# Excerpts from point annotation data
----

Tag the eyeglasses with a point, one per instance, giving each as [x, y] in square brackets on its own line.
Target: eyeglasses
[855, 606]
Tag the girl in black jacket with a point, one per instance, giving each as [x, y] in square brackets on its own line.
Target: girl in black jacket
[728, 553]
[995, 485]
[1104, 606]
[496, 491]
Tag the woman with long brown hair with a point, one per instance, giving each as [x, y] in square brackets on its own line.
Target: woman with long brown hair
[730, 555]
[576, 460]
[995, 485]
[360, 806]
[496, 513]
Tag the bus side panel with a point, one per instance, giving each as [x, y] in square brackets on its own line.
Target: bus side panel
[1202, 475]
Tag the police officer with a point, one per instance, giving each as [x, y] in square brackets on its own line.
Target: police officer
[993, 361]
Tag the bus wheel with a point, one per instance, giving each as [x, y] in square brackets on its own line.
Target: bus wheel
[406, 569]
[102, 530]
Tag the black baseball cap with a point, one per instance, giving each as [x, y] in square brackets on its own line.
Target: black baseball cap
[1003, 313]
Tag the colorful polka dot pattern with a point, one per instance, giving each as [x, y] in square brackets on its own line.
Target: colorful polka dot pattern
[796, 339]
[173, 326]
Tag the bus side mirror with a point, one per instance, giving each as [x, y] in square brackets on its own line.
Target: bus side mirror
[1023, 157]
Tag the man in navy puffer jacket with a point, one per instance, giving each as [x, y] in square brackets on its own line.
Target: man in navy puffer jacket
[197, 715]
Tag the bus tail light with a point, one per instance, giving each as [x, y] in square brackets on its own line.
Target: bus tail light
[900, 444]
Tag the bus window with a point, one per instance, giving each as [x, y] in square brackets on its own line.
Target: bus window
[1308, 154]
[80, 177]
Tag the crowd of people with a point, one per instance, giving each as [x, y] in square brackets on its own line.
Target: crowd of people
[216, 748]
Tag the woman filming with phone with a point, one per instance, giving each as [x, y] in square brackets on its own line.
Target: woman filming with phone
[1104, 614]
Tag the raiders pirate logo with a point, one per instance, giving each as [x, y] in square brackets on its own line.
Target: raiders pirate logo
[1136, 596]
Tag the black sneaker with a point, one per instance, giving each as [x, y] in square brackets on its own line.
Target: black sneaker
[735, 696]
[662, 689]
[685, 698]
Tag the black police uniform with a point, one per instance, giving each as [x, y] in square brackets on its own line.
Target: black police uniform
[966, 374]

----

# Short task
Render the part of the data above that opens with the line containing "Tag the bus side panel" and closes with the line containing "[1023, 157]" as a Markdown table with the columns Row and Line, numbering each line and omitting blank lines.

# Exercise response
| Row | Line |
|---|---|
| 1 | Tag the bus side panel with a point, one per instance, giving each as [x, y] in square brackets on its own line. |
| 2 | Target: bus side panel |
| 3 | [1202, 475] |
| 4 | Tag the police officer with a point, one per instance, giving each as [x, y] in square brackets on its own line. |
| 5 | Target: police officer |
| 6 | [993, 361] |
| 7 | Tag the bus wheel with a point, one per instance, giving each as [x, y] in square brackets on its own line. |
| 8 | Target: bus wheel |
| 9 | [406, 569] |
| 10 | [102, 530] |
| 11 | Tag the black baseball cap with a point, one per instance, giving each as [x, y] in square brackets on its own line. |
| 12 | Target: black baseball cap |
| 13 | [1003, 313] |
| 14 | Tag the colorful polka dot pattern with a point, one per instance, giving each as [x, y] in square brackets on its own line. |
| 15 | Target: colorful polka dot pattern |
| 16 | [796, 339] |
| 17 | [173, 326] |
| 18 | Tag the bus side mirror with a point, one per instance, giving each as [x, y] in square brackets on its own line. |
| 19 | Target: bus side mirror |
| 20 | [1023, 157] |